-- SUPPLIED DATA follows --

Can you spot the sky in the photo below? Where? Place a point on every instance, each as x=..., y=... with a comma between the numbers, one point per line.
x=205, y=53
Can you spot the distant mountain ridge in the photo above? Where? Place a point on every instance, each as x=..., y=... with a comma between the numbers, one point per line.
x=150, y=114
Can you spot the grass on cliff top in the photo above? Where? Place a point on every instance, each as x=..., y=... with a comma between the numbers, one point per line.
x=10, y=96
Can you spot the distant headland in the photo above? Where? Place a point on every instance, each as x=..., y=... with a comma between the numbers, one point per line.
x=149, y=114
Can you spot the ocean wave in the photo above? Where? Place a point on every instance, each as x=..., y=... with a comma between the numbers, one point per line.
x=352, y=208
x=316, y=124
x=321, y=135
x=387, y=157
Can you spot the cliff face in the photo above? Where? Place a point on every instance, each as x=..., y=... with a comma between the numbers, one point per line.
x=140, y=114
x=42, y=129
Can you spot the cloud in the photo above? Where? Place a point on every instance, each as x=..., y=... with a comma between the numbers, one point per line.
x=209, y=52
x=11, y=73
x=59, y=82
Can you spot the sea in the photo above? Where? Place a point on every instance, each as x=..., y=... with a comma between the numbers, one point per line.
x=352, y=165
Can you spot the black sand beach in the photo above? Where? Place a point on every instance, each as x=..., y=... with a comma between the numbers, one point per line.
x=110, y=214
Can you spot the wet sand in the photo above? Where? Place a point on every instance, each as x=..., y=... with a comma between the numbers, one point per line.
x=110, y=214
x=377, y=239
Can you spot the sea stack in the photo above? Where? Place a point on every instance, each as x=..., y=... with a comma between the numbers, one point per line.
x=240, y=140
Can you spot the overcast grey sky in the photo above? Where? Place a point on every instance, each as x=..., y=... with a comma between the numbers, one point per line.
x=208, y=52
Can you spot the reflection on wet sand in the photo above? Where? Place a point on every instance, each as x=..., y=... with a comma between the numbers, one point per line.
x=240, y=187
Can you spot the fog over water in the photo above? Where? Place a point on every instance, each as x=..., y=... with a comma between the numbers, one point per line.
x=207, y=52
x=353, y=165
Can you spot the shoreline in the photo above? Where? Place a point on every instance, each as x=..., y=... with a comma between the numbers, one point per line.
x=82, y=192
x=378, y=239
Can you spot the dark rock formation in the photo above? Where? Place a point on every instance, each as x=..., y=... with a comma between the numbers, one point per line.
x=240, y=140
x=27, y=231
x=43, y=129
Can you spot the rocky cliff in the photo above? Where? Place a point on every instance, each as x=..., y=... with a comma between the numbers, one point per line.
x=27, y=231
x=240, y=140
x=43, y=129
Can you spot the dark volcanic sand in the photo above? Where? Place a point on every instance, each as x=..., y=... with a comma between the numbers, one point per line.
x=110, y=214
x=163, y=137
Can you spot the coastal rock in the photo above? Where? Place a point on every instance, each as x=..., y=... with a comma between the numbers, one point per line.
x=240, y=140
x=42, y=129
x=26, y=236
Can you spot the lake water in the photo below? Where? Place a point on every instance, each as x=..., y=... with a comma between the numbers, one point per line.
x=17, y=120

-- SUPPLIED DATA concluded --

▶ PROMPT
What you give back should be exactly the lines from the one with "Can you spot the rocky" through the final line of the listing, and no others.

▶ RESULT FOR THIS TASK
Can you spot the rocky cliff in the photo above? Where? Place a point on every instance, each as x=..., y=... with a comma between the numbers, one point per line.
x=27, y=231
x=240, y=140
x=43, y=129
Can you spot the dark volcanic sand in the photo above? Where? Place a point on every instance, each as x=..., y=... with a comma between the numbers, one point per line.
x=110, y=214
x=163, y=137
Can you spot the coastal rock in the photo above? Where? Place a point on every instance, each as x=..., y=... with a comma between the numbers, one point per line.
x=240, y=140
x=42, y=129
x=26, y=236
Can you spot the lake water in the photo below? Where? Place a point on every instance, each as x=..., y=... with a comma between the numbers, one point per line.
x=17, y=120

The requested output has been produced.